**SET TASK**. In the listing below, change every "one point per instance" to "one point for each instance" and keep everything else the same. Leave the pictures out of your answer.
--- --- ---
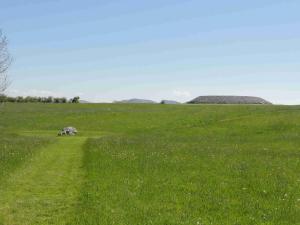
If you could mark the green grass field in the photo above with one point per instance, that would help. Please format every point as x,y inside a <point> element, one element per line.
<point>150,164</point>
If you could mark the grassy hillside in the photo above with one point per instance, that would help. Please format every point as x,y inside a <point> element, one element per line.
<point>150,164</point>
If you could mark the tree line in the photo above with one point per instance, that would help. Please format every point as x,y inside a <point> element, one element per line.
<point>30,99</point>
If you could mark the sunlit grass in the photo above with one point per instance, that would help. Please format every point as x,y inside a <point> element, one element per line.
<point>156,164</point>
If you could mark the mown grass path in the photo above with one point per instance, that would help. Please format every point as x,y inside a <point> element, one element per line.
<point>44,190</point>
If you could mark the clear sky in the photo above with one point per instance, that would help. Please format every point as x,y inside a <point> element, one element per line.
<point>105,50</point>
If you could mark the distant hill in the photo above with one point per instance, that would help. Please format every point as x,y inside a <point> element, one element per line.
<point>136,100</point>
<point>84,101</point>
<point>169,102</point>
<point>228,100</point>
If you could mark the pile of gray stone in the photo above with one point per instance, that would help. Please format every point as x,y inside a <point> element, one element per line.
<point>70,131</point>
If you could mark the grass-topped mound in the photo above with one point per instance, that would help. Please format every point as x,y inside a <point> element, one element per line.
<point>229,100</point>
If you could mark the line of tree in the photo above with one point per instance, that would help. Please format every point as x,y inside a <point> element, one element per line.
<point>5,61</point>
<point>30,99</point>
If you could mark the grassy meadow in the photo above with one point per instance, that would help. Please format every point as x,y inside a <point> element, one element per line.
<point>150,164</point>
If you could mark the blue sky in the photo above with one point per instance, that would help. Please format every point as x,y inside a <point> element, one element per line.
<point>104,50</point>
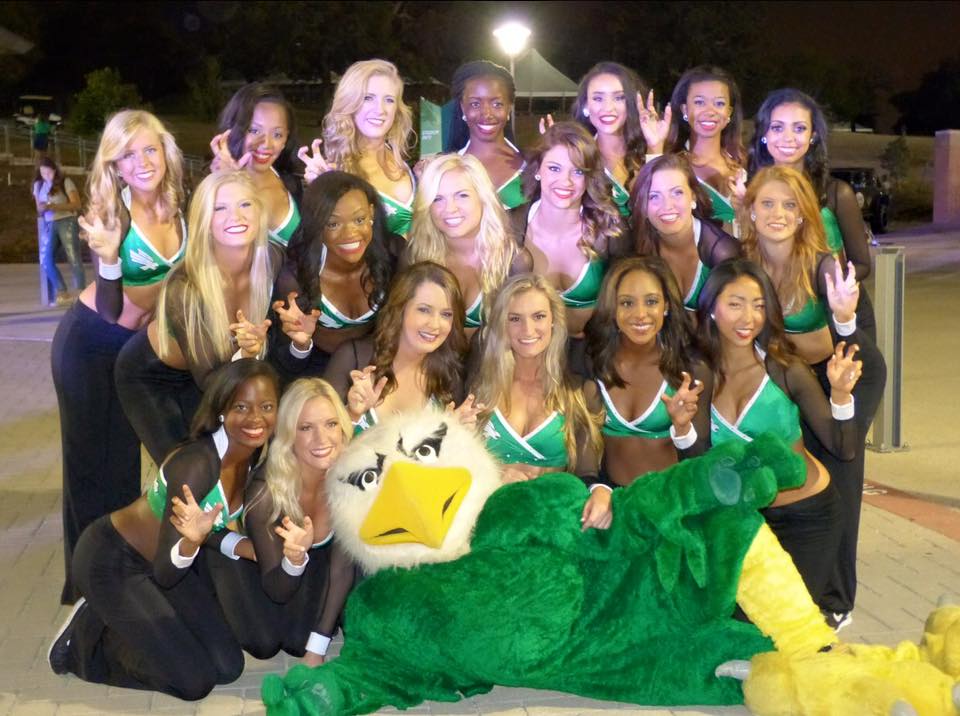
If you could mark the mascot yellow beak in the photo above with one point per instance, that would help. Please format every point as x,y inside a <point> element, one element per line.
<point>417,503</point>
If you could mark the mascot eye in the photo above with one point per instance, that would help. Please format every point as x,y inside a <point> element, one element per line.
<point>426,453</point>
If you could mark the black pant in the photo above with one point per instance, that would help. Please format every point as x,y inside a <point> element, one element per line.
<point>841,588</point>
<point>262,626</point>
<point>809,530</point>
<point>138,635</point>
<point>101,453</point>
<point>159,400</point>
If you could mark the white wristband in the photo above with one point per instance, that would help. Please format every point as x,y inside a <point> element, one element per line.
<point>179,561</point>
<point>298,353</point>
<point>111,272</point>
<point>318,643</point>
<point>228,547</point>
<point>845,329</point>
<point>683,442</point>
<point>292,569</point>
<point>842,412</point>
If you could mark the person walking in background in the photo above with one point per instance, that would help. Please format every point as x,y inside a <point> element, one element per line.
<point>58,202</point>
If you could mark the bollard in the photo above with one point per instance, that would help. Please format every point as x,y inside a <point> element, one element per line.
<point>890,276</point>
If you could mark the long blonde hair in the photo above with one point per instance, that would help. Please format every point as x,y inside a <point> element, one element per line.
<point>796,285</point>
<point>496,370</point>
<point>205,311</point>
<point>495,246</point>
<point>103,184</point>
<point>282,470</point>
<point>339,131</point>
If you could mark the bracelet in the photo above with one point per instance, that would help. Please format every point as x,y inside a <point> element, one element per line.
<point>111,272</point>
<point>318,643</point>
<point>683,442</point>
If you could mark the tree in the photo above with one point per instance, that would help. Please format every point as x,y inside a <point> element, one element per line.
<point>105,93</point>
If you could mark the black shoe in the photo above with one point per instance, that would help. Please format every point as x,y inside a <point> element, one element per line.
<point>838,620</point>
<point>58,655</point>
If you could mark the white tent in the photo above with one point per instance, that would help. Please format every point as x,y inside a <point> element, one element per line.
<point>535,77</point>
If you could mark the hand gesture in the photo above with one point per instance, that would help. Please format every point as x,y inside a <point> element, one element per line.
<point>103,240</point>
<point>843,292</point>
<point>189,518</point>
<point>682,405</point>
<point>298,326</point>
<point>315,163</point>
<point>843,372</point>
<point>251,338</point>
<point>363,394</point>
<point>296,539</point>
<point>596,511</point>
<point>546,123</point>
<point>223,160</point>
<point>467,411</point>
<point>654,127</point>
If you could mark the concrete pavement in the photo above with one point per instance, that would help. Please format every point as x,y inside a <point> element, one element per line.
<point>908,557</point>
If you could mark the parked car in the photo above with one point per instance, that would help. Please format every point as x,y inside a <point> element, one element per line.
<point>872,195</point>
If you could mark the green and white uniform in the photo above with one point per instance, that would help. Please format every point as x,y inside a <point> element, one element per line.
<point>157,494</point>
<point>654,422</point>
<point>510,192</point>
<point>140,262</point>
<point>330,315</point>
<point>544,446</point>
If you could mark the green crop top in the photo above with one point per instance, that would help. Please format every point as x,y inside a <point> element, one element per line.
<point>654,422</point>
<point>832,228</point>
<point>157,494</point>
<point>544,446</point>
<point>621,197</point>
<point>330,315</point>
<point>510,192</point>
<point>140,263</point>
<point>769,410</point>
<point>812,317</point>
<point>291,222</point>
<point>399,214</point>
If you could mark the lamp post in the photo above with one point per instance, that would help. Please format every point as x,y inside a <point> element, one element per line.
<point>512,37</point>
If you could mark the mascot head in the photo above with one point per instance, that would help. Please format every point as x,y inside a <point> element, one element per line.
<point>409,491</point>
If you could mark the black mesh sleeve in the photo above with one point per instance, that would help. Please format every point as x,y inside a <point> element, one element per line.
<point>801,385</point>
<point>196,465</point>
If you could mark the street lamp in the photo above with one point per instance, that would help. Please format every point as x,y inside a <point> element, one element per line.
<point>512,38</point>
--- --- ---
**WRITTEN SOLUTION**.
If you could mark the green grass field in the photo above with one point for each instance, that would help. Please format every point as x,y inside a <point> element, one element per line.
<point>150,164</point>
If you could mark the grassy hillside in the photo above with one point for each instance, that would help. Please format every point as x,y inside a <point> element, one element per line.
<point>150,164</point>
If you could mark the tree line in the photo above with one point for each instance, that would help. Please format every point as x,y inside a <point> element, one element per line.
<point>30,99</point>
If you could mark the sunlit grass in the photo above with one point for each instance, that would help. Please format every point as x,y inside a <point> element, one element per line.
<point>156,164</point>
If you could mark the mown grass path in the photo above with one point for each instance, that would help. Please format every point as x,y inside a <point> element, one element per line.
<point>44,190</point>
If you could mark the clear sky in the photo above with one point for each instance, that would help. Please format every point as x,y inside a <point> element, one element per line.
<point>105,50</point>
If you could mark the distant hill in the photo above with one point for each instance, that would help. Please format every point as x,y inside a <point> element, one element per line.
<point>136,100</point>
<point>84,101</point>
<point>169,102</point>
<point>228,100</point>
If you could mark the pile of gray stone in the photo above with one point for each instance, that would help. Please format every point as x,y inside a <point> element, one element per line.
<point>70,131</point>
If you could mark the grass-topped mound in the photo above with one point for each instance, that would help. Please format every point as x,y inside a <point> element, one element per line.
<point>229,100</point>
If you could mark the line of tree in the photo above with one point for each instance, that would help. Please format every point as x,y inside a <point> element, one element per line.
<point>5,61</point>
<point>30,99</point>
If you could mark the grassy meadow in the photo above with one point for each instance, that would help. Please format every point as x,y inside a <point> element, one element per line.
<point>150,164</point>
If you could mark the blue sky in the photo above with one point for each instance, that would help. Please format every point as x,y inside a <point> element, one element per line.
<point>104,50</point>
If you could mark the mascot yellow beak in the photo above with one point for each instance, that would help. Please format every point as x,y inside a <point> element, one element per line.
<point>417,503</point>
If you could mark the mascot eye in the photo above with one point for each instance, that would help. Please format every point as x,y inside a <point> element, one element per line.
<point>426,453</point>
If you could mark the black pant in the photo above with one point for each instance, that would help. Please format every point as x,y inside a <point> element, one element per line.
<point>841,588</point>
<point>262,626</point>
<point>809,530</point>
<point>138,635</point>
<point>101,453</point>
<point>159,400</point>
If you could mark the white wristband in the photo above with one point for each instance, that would help. Please format every point as x,y inside a <point> element, one element per line.
<point>179,561</point>
<point>298,353</point>
<point>111,272</point>
<point>318,643</point>
<point>228,547</point>
<point>845,329</point>
<point>683,442</point>
<point>292,569</point>
<point>842,412</point>
If you could mark the person walking in background in the photo above with one point for each instance, that would help. Please format every point as x,y inside a <point> element, one element per line.
<point>58,202</point>
If you could mark the bollard in the photo above with one point for each instance, that would help. Please format every point as x,y inside a <point> element, one element per line.
<point>890,276</point>
If you could mark the long blonde hair in the photo above with one point for each instance, that would help. Please format every point as x,y inside a <point> element, one element per line.
<point>796,285</point>
<point>496,370</point>
<point>205,311</point>
<point>495,246</point>
<point>103,184</point>
<point>282,470</point>
<point>339,131</point>
If you could mark the bracelet in the photo above with one point for each instance, that would help. Please format every point as x,y inside a <point> element, one element per line.
<point>111,272</point>
<point>318,643</point>
<point>683,442</point>
If you could mark the tree in the photo above with one point for each instance, that would help. Please format every point as x,y inside a <point> element, one element per line.
<point>105,93</point>
If you could mark the black shoe in the photo above with one point for each instance, that would help. Please format every point as x,y inside a <point> element, one element per line.
<point>838,620</point>
<point>58,655</point>
If you could mark the white tent in the photo above with one point for each instance, that would help. Please format every point as x,y inside a <point> element, one element per line.
<point>535,77</point>
If you could mark the hand gesture in the photo above with one point for each instance, that would help. Please format every point as x,y inside a <point> element, one element per line.
<point>103,240</point>
<point>843,292</point>
<point>189,518</point>
<point>682,405</point>
<point>298,326</point>
<point>315,163</point>
<point>843,372</point>
<point>251,338</point>
<point>363,394</point>
<point>296,539</point>
<point>596,511</point>
<point>546,123</point>
<point>223,160</point>
<point>467,411</point>
<point>654,127</point>
If you could mark the concrete pavement in the photo above with one point for each instance, that would help. Please format every point as x,y inside a <point> element, one element per line.
<point>908,557</point>
If you could mark the parked car in the photo above with one point for each instance, that would help. Please format every point as x,y inside a <point> element, one element per line.
<point>872,195</point>
If you could mark the green and white uniform in the photo above with one point for each instance, that would help. Please format every point as x,y inside a <point> element, one element per line.
<point>157,494</point>
<point>654,422</point>
<point>510,192</point>
<point>140,262</point>
<point>330,315</point>
<point>544,446</point>
If you could mark the green crop top in the photo above with one point for each instance, that would help. Please format every point as x,y inside a <point> element, one element per line.
<point>654,422</point>
<point>832,228</point>
<point>157,494</point>
<point>544,446</point>
<point>621,197</point>
<point>330,315</point>
<point>510,192</point>
<point>140,263</point>
<point>769,410</point>
<point>812,317</point>
<point>291,222</point>
<point>399,214</point>
If you could mark the lamp post in the photo above with one point for each instance, that would help. Please format every point as x,y inside a <point> element, one element per line.
<point>512,37</point>
If you could mark the mascot head in the photo above with one point for each instance, that would help. Please format every point as x,y inside a <point> element, one element per line.
<point>409,491</point>
If you could mark the black mesh sleeve in the photo above with one point for each instance, that would help. Please format every point as x,y inside a <point> element, one element per line.
<point>801,385</point>
<point>196,465</point>
If you could mark the street lamp in the photo above with one point for each instance, that would help. Please format every point as x,y inside a <point> element, one element per line.
<point>512,38</point>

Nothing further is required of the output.